::: Data supplied :::

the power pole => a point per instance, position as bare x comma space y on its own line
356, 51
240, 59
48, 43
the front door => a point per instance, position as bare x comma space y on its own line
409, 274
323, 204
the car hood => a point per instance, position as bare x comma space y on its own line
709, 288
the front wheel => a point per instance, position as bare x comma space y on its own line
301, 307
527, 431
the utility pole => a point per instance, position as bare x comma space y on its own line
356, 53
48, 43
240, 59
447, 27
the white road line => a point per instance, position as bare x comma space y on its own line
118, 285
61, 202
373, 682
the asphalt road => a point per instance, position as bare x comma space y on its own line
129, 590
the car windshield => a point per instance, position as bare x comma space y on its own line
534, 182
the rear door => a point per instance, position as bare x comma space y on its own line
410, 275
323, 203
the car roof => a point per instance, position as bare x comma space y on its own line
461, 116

:::

◆ Exercise requirements: Output the line that contains "the front door", followed by every later line in the listing, with no line omitted and none added.

◆ Written answer:
the front door => a point per instance, position as bare x comma space y on its own line
409, 274
323, 204
the car hood => a point per instance, position as bare x comma space y on its own line
709, 288
the front wheel => a point per instance, position as bare x comma space y on its own line
301, 307
527, 431
the utility pole => a point per instance, position as bare x comma space y on its own line
356, 53
48, 43
240, 59
447, 27
the white road line => a point per instance, position as bare x comma space y on its own line
118, 285
61, 202
373, 682
the asphalt road => a point per instance, position as bare x comma space y on its own line
129, 590
the car windshield => a point per instance, position as bare x comma space y on its own line
534, 182
the rear door => a point per instance, position as bare x comma space y on its own line
410, 275
323, 203
the car roof => a point per instance, position as bare x comma space y on its own line
461, 116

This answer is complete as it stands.